Write out the whole of the material exactly.

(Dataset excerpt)
#####

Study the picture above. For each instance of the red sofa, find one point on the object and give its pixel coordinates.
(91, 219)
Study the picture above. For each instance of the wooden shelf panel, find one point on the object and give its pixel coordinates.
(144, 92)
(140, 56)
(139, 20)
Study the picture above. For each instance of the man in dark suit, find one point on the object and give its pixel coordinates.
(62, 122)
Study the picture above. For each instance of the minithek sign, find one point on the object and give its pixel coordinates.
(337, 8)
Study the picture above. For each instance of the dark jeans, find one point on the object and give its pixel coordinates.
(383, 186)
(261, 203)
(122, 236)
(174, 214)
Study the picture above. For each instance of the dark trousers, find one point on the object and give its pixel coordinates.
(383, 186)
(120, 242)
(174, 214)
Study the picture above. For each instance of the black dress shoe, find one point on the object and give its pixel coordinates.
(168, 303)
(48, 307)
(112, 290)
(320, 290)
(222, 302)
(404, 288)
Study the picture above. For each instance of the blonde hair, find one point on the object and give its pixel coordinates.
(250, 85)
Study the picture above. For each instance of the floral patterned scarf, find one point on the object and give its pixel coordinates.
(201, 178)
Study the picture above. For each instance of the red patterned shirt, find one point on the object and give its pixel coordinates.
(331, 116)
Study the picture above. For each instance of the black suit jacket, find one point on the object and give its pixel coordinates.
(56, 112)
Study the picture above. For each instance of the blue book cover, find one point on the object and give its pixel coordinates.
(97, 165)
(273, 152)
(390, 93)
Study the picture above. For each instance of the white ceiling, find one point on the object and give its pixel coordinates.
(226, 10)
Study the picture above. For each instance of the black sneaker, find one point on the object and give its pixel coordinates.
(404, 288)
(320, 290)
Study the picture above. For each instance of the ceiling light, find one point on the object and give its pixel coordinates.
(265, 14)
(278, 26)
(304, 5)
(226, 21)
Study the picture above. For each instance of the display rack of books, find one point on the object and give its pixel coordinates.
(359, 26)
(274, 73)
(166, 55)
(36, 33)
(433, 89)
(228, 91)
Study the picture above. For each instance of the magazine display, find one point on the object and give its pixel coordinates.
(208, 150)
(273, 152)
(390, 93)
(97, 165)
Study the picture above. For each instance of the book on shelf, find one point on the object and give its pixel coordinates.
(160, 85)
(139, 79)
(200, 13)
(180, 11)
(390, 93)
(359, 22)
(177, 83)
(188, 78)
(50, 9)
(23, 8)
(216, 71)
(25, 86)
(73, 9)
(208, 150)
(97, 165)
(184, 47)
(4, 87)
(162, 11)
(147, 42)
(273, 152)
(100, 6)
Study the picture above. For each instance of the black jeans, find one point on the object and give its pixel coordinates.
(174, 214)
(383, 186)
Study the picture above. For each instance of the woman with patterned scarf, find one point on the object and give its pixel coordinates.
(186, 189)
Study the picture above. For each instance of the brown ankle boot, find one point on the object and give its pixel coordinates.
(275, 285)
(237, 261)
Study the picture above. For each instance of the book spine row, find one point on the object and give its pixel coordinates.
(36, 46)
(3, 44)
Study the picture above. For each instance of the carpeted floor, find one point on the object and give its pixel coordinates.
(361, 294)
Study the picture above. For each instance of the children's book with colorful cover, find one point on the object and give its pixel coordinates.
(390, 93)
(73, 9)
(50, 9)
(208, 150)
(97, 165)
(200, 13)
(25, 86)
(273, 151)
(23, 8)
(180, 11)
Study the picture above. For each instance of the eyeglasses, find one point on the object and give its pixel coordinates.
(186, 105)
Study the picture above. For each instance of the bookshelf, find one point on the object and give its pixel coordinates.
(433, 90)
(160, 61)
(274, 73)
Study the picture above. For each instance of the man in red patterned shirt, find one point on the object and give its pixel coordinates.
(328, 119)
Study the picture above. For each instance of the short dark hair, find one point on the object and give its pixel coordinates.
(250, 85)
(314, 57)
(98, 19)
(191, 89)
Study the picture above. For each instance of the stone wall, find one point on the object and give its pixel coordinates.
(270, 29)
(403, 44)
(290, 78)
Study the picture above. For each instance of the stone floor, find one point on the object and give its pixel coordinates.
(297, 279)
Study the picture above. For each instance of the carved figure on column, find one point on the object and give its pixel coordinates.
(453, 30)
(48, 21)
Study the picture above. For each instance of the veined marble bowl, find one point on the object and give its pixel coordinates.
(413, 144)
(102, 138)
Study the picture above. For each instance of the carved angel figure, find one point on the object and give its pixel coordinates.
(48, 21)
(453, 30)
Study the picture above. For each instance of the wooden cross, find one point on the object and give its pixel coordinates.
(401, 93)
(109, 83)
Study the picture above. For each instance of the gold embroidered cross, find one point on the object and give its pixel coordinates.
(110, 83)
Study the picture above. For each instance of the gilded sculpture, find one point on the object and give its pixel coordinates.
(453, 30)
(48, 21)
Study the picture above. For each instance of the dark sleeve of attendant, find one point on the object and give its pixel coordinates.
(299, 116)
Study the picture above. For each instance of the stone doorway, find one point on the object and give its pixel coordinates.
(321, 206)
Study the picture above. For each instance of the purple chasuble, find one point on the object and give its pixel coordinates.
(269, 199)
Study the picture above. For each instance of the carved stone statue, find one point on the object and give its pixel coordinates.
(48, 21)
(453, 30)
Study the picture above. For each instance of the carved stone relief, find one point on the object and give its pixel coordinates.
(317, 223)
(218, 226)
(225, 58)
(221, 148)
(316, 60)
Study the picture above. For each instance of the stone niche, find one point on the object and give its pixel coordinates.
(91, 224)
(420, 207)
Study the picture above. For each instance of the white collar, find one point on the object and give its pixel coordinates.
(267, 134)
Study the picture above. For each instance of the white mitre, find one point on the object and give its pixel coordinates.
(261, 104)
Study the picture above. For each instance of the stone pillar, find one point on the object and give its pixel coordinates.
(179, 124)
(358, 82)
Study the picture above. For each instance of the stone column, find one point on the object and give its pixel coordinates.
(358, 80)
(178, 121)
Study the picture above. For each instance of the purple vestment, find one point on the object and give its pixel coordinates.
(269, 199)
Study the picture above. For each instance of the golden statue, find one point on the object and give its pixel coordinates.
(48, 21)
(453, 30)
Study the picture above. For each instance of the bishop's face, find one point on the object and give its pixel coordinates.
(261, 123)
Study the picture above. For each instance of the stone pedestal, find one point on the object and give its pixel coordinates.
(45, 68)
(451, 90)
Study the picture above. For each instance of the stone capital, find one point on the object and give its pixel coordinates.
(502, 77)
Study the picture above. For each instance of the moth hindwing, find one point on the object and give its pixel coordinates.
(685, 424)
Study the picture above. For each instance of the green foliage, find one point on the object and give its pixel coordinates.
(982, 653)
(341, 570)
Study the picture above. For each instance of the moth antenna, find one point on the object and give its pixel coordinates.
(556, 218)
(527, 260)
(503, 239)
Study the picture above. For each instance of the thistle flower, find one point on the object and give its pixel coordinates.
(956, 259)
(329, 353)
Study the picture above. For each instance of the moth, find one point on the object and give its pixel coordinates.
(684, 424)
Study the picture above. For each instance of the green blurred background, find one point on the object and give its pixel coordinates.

#####

§ THE RESULT
Study the picture above. For each instance of the red sofa, find one point on the object and give its pixel coordinates.
(91, 219)
Study the picture above. For each instance of the wooden shelf panel, find one point on the object and give its pixel coordinates.
(144, 92)
(140, 56)
(139, 20)
Study the picture above. For each instance of the man in dark suit, find one point on the object and give its pixel coordinates.
(62, 122)
Study the picture above. For each instance of the minithek sign, find one point on the object and give its pixel coordinates.
(337, 8)
Study the picture above. For each instance of the dark jeans, find one point on the object and give its pixel coordinates.
(383, 186)
(261, 203)
(122, 236)
(174, 214)
Study the picture above. For each instance of the dark trousers, find one point on the object and give its pixel coordinates.
(383, 186)
(120, 242)
(174, 214)
Study the picture above. For each instance of the black dress shoe, find one point on the object and give its pixel coordinates.
(168, 303)
(48, 307)
(112, 290)
(320, 290)
(222, 302)
(404, 288)
Study the picture above. For each instance of the blonde hair, find one point on the object and give its pixel coordinates.
(250, 85)
Study the picture above. For each instance of the floral patterned scarf, find one point on the object and give its pixel coordinates.
(201, 178)
Study the picture above. For each instance of the red patterned shirt, find one point on the object and give its pixel coordinates.
(331, 116)
Study the picture above. For each instance of the black suit jacket, find one point on the object and give its pixel coordinates.
(56, 112)
Study the picture above. For each instance of the blue book cover, find one point on the object and give its pixel coordinates.
(97, 165)
(273, 152)
(390, 93)
Study the picture above. For each instance of the white ceiling, find one point on the object and give its pixel coordinates.
(226, 10)
Study the picture above. For each instance of the black sneaker, find one point on the object and give its pixel coordinates.
(404, 288)
(320, 290)
Study the picture above. For each instance of the ceiling light, find one point on the object and give its pixel coordinates.
(265, 14)
(278, 26)
(304, 5)
(226, 21)
Study the picture above. For each instance of the display rack of books, find one point on the object and give its pixel coordinates.
(359, 26)
(274, 73)
(166, 55)
(36, 33)
(433, 89)
(228, 91)
Study the picture above. For each instance of the magazine display, find one point on the object and give its pixel coordinates.
(208, 150)
(273, 152)
(390, 93)
(97, 165)
Study the picture above. For each instance of the book on shelf, find one point on the object and give its pixel coordinates.
(160, 85)
(139, 79)
(200, 13)
(180, 11)
(390, 93)
(359, 22)
(177, 83)
(188, 78)
(50, 9)
(23, 8)
(216, 71)
(25, 86)
(73, 9)
(208, 150)
(97, 165)
(184, 47)
(4, 87)
(162, 11)
(147, 42)
(273, 152)
(100, 6)
Study the picture above. For each instance of the black jeans, find one point on the object and give its pixel coordinates.
(174, 214)
(383, 186)
Study the picture above. For each instance of the woman with patterned scarf, find one point on the object and give its pixel coordinates.
(186, 189)
Study the picture above. For each instance of the brown ankle boot, find one point on the object and give its pixel coordinates.
(275, 285)
(237, 261)
Study the picture above. For each instance of the book spine row, find one point on the object and give its pixel coordinates.
(36, 46)
(3, 44)
Study the picture above. For each instance of the carpeted floor, find one point on the object and give its pixel coordinates.
(361, 294)
Study the picture above. For each instance of the children's book with colorful cover, find one point on the object and give its pixel coordinates.
(390, 93)
(73, 9)
(50, 9)
(208, 150)
(97, 165)
(200, 13)
(25, 86)
(273, 151)
(23, 8)
(180, 11)
Study the picture above. For each instance of the eyeglasses, find one point on the object and give its pixel coordinates.
(186, 105)
Study the picture above. For each instance of the bookshelf, find one point on the object and give its pixel coordinates.
(433, 90)
(160, 61)
(274, 73)
Study the picture above. For each instance of the man in red patterned shirt, find one point on the object and give its pixel coordinates.
(328, 119)
Study the picture above. For each instance of the short dark hair, find one point on the object and give its pixel coordinates.
(250, 85)
(314, 57)
(98, 19)
(191, 89)
Study the picture above. For each instance of the stone wall, find one point on the object and give its pixel coordinates.
(270, 29)
(403, 44)
(290, 78)
Study the picture above. For each instance of the stone floor, find one point on the object and give its pixel coordinates.
(297, 279)
Study the picture above. For each instance of the carved figure on column, find one point on the object and give its pixel coordinates.
(453, 30)
(48, 21)
Study the picture above. For each instance of the veined marble bowl, find one point on the object and give its pixel coordinates.
(413, 144)
(102, 138)
Study the picture above. For each instance of the carved angel figure, find one point on the object and give its pixel coordinates.
(48, 21)
(453, 30)
Study the picture above. For each instance of the wooden cross, find one point on the object and give its pixel coordinates.
(401, 93)
(109, 83)
Study the picture above. For each instance of the gold embroidered cross, find one point on the object and give its pixel coordinates.
(110, 83)
Study the picture above. For each instance of the gilded sculpture, find one point on the object and give its pixel coordinates.
(453, 30)
(48, 21)
Study the picture above. For each instance of the dark sleeve of attendant, find one point on the object and give its pixel coordinates.
(299, 116)
Study the picture above. For each instance of the stone doorway, find one point on the object and give its pixel coordinates.
(321, 206)
Study the picture above. For each instance of the purple chasuble, find one point on the object and give its pixel coordinates.
(269, 199)
Study the picture above. For each instance of the carved stone statue, find one point on the object and give its pixel coordinates.
(48, 21)
(453, 30)
Study the picture above. For each instance of the carved stone relief, find one point on the object and give its pixel coordinates.
(317, 223)
(218, 226)
(225, 58)
(221, 148)
(316, 60)
Study the picture above. For each instance of the stone niche, find one point on the object and give its pixel coordinates.
(91, 224)
(420, 207)
Study the picture above. For each instance of the white collar, find one point on the object and give its pixel coordinates.
(267, 134)
Study the picture above. For each instance of the white mitre, find one point on the object and give its pixel coordinates.
(261, 104)
Study the picture above. For each instance of the stone pillar, find one point on the object and give its pixel coordinates.
(179, 124)
(358, 82)
Study the picture above. For each instance of the stone column, find one point on the object and give its pixel coordinates.
(358, 80)
(178, 121)
Study the picture above. For each instance of the purple vestment, find one point on the object and give its pixel coordinates.
(269, 199)
Study the picture above. For each instance of the golden statue, find one point on the object and give its pixel coordinates.
(48, 21)
(453, 30)
Study the picture above. For each instance of the bishop's face, find one point on the object and give its pixel coordinates.
(261, 123)
Study the picture above. For each instance of the stone pedestal, find one point on the object and give its pixel coordinates.
(45, 68)
(451, 90)
Study the picture above. For each instance of the stone capital, find one point on the object and give its pixel coordinates.
(502, 77)
Study the picture above. For each instance of the moth hindwing, find one point on the object and give its pixel coordinates.
(685, 424)
Study the picture above. For each instance of the green foliage, find one point on the object and give its pixel coordinates.
(982, 653)
(341, 570)
Study the picture above. For each instance of the moth antenna, find one point on the object and give its pixel coordinates.
(556, 218)
(527, 260)
(503, 239)
Study the picture above. For each instance of the thistle flower, find one point on the object and give its pixel coordinates.
(956, 259)
(329, 353)
Study the picture above. For each instance of the moth, find one point on the object and give its pixel coordinates.
(684, 424)
Study the picture above. For each instance of the green blurred background, find one point on the object and give its pixel coordinates.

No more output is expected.